• **Set exercise**: Take the line that contains "Indicate each instance of the fence" and each line after it in the material below, and transcribe them exactly, stopping at the end.

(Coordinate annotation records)
******************************

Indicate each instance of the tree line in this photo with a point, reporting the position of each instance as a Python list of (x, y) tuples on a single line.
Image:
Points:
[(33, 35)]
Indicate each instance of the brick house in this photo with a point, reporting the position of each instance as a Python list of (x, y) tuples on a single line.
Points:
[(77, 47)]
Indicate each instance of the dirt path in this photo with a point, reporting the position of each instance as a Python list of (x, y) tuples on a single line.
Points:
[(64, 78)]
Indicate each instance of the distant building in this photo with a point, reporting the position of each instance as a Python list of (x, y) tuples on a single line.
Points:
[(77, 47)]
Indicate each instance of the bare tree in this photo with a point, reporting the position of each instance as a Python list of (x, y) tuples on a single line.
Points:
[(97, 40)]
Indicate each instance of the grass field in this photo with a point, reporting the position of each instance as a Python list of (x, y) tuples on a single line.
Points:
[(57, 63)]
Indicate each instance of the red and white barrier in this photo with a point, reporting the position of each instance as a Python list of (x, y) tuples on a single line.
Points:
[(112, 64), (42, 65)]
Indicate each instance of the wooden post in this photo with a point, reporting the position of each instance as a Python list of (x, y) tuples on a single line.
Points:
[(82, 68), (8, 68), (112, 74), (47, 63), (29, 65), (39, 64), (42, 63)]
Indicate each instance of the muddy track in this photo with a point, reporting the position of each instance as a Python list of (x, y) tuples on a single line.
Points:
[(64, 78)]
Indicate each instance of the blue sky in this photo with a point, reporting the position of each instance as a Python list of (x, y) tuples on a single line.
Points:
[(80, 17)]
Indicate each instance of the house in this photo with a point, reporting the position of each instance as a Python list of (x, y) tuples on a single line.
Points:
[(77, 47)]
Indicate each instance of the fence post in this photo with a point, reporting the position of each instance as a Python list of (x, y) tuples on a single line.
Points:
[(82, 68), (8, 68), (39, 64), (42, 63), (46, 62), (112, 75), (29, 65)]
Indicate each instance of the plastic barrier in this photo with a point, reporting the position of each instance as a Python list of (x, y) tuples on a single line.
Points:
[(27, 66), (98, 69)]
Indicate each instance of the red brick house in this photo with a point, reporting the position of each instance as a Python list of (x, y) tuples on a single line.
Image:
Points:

******************************

• **Problem solution**:
Indicate each instance of the fence post in this photo with a point, reporting the position of each instance as a Python list of (x, y) tuples on a single line.
Points:
[(82, 68), (8, 68), (39, 64), (42, 63), (46, 62), (112, 75), (29, 65)]
Indicate each instance of the plastic barrier in this photo with a point, reporting the position of each instance as a Python list of (x, y) tuples on a single line.
Points:
[(27, 66), (98, 69)]
Indicate each instance of the red brick house in this photo with a point, reporting the position of each instance as a Python list of (x, y) tuples on a single line.
Image:
Points:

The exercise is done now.